EXCERPTED RECORDS:
────────

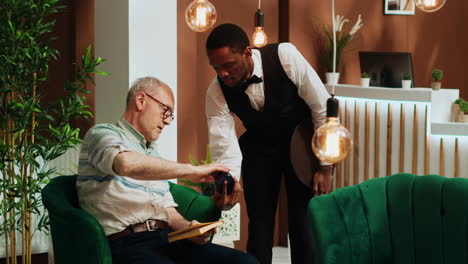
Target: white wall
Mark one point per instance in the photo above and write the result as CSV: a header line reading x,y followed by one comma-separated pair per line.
x,y
153,52
138,38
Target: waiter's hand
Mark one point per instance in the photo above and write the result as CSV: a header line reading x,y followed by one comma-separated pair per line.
x,y
203,238
323,180
224,201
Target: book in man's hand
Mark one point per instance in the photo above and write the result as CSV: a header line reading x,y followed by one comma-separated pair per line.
x,y
194,230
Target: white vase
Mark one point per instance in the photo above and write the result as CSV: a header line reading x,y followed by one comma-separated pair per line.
x,y
332,77
455,113
436,85
365,82
406,84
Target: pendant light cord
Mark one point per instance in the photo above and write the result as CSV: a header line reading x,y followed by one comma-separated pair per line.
x,y
334,47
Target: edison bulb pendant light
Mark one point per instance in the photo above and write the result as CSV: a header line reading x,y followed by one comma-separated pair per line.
x,y
430,5
259,37
200,15
331,142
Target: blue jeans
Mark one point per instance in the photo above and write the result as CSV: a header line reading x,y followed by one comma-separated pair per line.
x,y
153,247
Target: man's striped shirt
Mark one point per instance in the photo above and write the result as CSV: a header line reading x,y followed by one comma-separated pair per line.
x,y
115,200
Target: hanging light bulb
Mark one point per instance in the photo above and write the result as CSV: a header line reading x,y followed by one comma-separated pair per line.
x,y
430,5
200,15
259,37
331,142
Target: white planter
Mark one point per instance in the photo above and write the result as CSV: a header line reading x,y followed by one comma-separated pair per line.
x,y
406,84
462,117
365,82
332,77
436,85
455,113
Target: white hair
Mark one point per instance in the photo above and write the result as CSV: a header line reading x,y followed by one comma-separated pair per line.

────────

PROBLEM:
Each of the records above needs to be transcribed exactly, apart from its pictures.

SOLVED EXERCISE:
Target: white wall
Mark one point per instance in the photo above and write the result as CSV: a header line reading x,y followed by one comma-separated pair per line.
x,y
153,52
138,38
Target: waiter's hand
Mark one point per instance in the photo above and write the result as CSV: a header line reading x,y followed by one comma-separated pair per line.
x,y
203,238
323,180
224,201
Target: book in man's hand
Mark one point per instance in the photo above and write the result as CSV: a header line reading x,y followed by one comma-separated pair per line.
x,y
194,230
Target: white vase
Mark one point per instance in the photo above and write the result as CSV: a header line reading x,y followed by one comma-separated pair per line.
x,y
332,77
455,113
436,85
365,82
406,84
Target: pendant light cord
Mark one point per instance in the photo above and write the result as CSV: a header line reading x,y followed by one comma-separated pair per line.
x,y
334,47
Target: edison bulb pendant light
Mark one point per instance in the photo above and write the result as CSV: a header line reading x,y followed by one comma-separated pair per line.
x,y
430,5
259,37
200,15
331,142
Target: blue jeans
Mark one point per instance in the photo above and write the result as CSV: a header line reading x,y followed by one comma-separated pair per line.
x,y
153,247
Target: man's striped shirt
Mark one point per instance in the photo above and write the result as CSV: a header line reading x,y followed by one comma-separated pair per line.
x,y
115,200
Target: hanging light bulb
Mark one point per instance in the photo above and write the result as CSV: a header line reading x,y followed by one comma-separated pair per line.
x,y
430,5
200,15
259,37
331,142
Target: white planter
Mark one point per instance in the photo above and write the result as CSV: a header line reading x,y followed by one comma-separated pair per line.
x,y
406,84
462,117
365,82
332,77
436,85
455,113
Target: white hair
Mark one point per instance in the photo above and write the result as CSV: a header line reading x,y followed by one comma-separated pair per line.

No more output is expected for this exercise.